The Conversation : "Comment expliquer les meurtres d’animaux ?"
Ces faits sordides ont engendré la propagation d’hypothèses hors du commun, comme celle d’une emprise sectaire des auteurs ou de liturgies sataniques. À l’exemple d’autres pays confrontés à des séquences de thériocides (ou meurtres d’animaux), comme des exécutions de chats autour de Londres durant les années 90 (finalement expliquées par des accidents de la route et des prédateurs) ou de chevaux en Angleterre ou en Allemagne, les hypothèses les plus variées ont percé.
Dans ces circonstances énigmatiques et confuses, il est utile de faire le point sur quelques connaissances fondamentales issues de la criminologie contemporaine pour éclairer ces conduites.
On peut, pour simplifier, regrouper les causes de ces violences en deux grandes catégories : les perturbations psychologiques individuelles, chroniques ou transitoires, et les normes culturelles.
Symptôme d’une souffrance psychique
Les conduites cruelles envers les animaux telles que la criminologie ou la psychiatrie les ont décryptées depuis les années 60 ont été le plus souvent conçues comme résultant de déficits psychiatriques ou neurologiques.
Par exemple, l’un des premiers modèles psychiatriques, la triade de Mc Donald, suggérait que la cruauté envers les animaux allait de pair avec l’énurésie (le fait d’uriner dans son sommeil après l’âge de 5 ans) et la pyromanie, et s’avérait prédictive de violences graves commises sur des humains.
Selon des sources policières, certains tueurs en série se distinguaient même par le fait qu’ils découpaient en morceaux des animaux en peluche durant leur enfance avant de martyriser de petits animaux vivants quelques années plus tard…
Les fragilités psychologiques des auteurs de violence envers les animaux ont également été récemment vérifiées en France dans une étude que j’ai menée auprès d’un large échantillon d’adolescents.
------------------------------
◆ **TRAVAIL DEMANDÉ**:
(A) D'après l'article sur les meurtres d'animaux, par quoi les exécutions de chats autour de Londres durant les années 90 ont-elles finalement été expliquées ?
(B) Recopiez mot pour mot le passage de l'article sur les meurtres d'animaux situé entre « Dans ces circonstances » et « éclairer ces conduites. », ces deux bornes comprises.

Enregistrements du jeu de données:
------------------------------
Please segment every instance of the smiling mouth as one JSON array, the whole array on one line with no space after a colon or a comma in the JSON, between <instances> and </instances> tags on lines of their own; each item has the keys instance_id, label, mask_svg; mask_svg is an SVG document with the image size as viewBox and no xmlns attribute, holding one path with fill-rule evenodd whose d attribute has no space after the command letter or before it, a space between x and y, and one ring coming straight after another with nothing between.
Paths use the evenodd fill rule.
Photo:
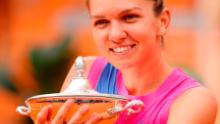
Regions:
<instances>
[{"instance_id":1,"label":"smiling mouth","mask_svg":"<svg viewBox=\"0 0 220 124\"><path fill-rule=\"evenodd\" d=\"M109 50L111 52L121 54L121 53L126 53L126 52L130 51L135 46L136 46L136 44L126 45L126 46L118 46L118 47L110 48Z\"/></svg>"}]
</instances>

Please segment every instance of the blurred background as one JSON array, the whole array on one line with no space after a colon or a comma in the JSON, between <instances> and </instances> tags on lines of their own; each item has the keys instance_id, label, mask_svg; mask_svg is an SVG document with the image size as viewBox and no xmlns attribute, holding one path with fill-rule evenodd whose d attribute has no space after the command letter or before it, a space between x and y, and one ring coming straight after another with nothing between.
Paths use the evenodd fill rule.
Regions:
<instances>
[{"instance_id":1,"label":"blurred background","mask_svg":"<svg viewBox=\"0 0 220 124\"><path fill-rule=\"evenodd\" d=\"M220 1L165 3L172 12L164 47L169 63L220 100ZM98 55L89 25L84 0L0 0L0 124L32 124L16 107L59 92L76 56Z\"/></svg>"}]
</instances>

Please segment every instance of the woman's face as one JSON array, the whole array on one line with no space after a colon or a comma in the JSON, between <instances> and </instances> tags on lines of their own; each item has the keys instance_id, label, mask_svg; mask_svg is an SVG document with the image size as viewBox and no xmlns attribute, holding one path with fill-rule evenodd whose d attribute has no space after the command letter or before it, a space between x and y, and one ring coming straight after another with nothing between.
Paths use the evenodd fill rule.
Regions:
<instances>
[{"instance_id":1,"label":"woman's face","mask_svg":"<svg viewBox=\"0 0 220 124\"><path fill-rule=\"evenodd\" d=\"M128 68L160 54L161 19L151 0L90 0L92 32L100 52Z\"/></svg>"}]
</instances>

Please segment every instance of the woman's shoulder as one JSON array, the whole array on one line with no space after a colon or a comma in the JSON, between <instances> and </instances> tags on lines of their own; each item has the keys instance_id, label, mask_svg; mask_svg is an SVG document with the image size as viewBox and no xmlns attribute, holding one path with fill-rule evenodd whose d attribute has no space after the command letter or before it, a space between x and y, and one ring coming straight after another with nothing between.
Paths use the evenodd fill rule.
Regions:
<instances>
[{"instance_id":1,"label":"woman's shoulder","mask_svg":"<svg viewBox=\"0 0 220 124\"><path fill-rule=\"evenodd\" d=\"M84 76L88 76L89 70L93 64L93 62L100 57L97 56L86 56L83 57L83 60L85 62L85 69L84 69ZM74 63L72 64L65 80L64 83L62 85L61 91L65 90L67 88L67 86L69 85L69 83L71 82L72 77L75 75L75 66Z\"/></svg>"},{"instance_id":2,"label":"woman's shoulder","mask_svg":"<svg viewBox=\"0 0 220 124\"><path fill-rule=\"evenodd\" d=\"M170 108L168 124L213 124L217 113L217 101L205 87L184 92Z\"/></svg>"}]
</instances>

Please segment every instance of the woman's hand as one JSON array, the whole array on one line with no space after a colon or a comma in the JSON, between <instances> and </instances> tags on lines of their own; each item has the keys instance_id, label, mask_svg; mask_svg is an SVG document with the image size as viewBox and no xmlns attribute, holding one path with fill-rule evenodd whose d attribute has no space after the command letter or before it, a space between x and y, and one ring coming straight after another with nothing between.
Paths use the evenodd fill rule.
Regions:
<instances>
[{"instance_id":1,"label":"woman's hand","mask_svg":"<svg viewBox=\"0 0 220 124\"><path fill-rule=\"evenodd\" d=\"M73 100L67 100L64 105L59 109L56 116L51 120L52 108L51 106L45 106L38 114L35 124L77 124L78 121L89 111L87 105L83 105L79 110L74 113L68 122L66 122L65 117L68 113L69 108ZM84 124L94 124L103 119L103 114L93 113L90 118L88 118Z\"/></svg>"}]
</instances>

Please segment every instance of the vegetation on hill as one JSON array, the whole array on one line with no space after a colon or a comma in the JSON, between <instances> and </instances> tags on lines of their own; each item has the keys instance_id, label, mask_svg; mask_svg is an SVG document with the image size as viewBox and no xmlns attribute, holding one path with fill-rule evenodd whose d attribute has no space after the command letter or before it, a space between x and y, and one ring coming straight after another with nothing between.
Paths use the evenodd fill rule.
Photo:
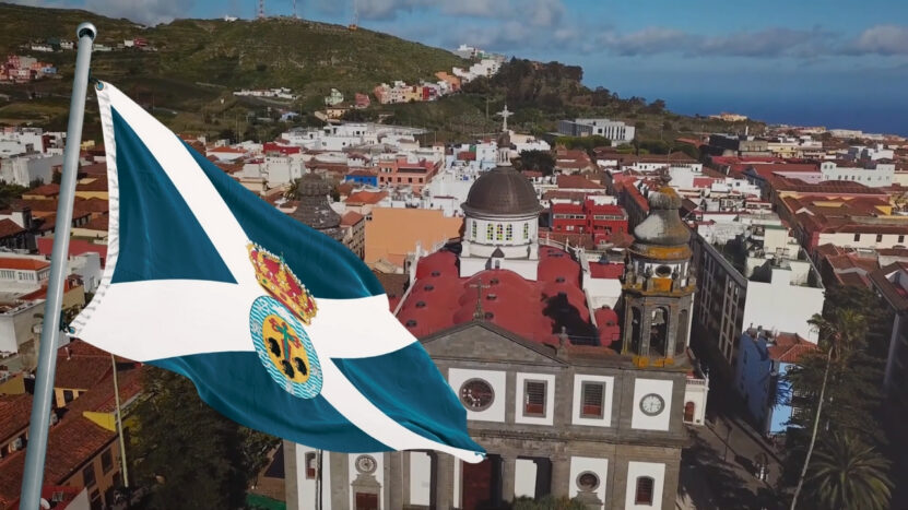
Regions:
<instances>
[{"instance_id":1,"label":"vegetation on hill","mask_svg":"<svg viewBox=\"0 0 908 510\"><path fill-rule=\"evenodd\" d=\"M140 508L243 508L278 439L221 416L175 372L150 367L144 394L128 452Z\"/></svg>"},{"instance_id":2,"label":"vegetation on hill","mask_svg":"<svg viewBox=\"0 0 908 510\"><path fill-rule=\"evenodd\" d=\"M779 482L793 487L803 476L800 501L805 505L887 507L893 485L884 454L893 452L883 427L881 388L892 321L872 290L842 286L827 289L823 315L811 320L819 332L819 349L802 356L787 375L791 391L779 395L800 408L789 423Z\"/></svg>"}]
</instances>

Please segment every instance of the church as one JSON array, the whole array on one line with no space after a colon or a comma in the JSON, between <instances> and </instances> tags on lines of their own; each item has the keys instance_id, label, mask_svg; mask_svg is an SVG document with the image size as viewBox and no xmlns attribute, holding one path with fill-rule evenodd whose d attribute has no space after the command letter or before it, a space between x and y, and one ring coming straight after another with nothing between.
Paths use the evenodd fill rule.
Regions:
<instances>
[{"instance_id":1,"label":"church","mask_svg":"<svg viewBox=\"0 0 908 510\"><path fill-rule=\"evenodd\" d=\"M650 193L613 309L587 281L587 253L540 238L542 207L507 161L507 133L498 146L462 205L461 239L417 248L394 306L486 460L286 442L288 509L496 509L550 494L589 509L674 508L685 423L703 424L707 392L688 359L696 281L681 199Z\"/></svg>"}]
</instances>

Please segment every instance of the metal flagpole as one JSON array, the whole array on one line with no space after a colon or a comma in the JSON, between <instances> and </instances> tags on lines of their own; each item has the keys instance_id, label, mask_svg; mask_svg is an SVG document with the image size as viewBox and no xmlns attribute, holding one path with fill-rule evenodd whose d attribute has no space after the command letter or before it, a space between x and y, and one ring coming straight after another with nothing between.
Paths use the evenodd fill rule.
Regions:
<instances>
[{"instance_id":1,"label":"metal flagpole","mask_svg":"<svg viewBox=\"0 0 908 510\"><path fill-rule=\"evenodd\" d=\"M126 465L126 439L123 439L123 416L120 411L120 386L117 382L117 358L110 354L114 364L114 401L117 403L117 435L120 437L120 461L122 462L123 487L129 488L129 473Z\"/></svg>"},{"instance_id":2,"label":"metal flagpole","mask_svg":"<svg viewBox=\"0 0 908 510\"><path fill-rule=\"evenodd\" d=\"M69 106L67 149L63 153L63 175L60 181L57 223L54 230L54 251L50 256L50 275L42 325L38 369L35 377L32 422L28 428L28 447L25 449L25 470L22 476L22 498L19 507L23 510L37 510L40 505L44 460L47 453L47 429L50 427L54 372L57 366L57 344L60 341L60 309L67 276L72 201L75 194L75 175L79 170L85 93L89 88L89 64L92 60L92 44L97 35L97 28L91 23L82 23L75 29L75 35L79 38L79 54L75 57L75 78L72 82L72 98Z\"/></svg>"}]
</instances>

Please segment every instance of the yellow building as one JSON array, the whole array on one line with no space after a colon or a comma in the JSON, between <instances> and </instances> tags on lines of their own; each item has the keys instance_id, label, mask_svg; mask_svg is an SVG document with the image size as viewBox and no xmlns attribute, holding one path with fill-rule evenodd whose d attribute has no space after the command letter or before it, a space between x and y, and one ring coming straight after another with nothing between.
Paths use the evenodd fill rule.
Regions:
------------------------------
◆ **CORRIGÉ**:
(A) Par des accidents de la route et des prédateurs.

(B)
Dans ces circonstances énigmatiques et confuses, il est utile de faire le point sur quelques connaissances fondamentales issues de la criminologie contemporaine pour éclairer ces conduites.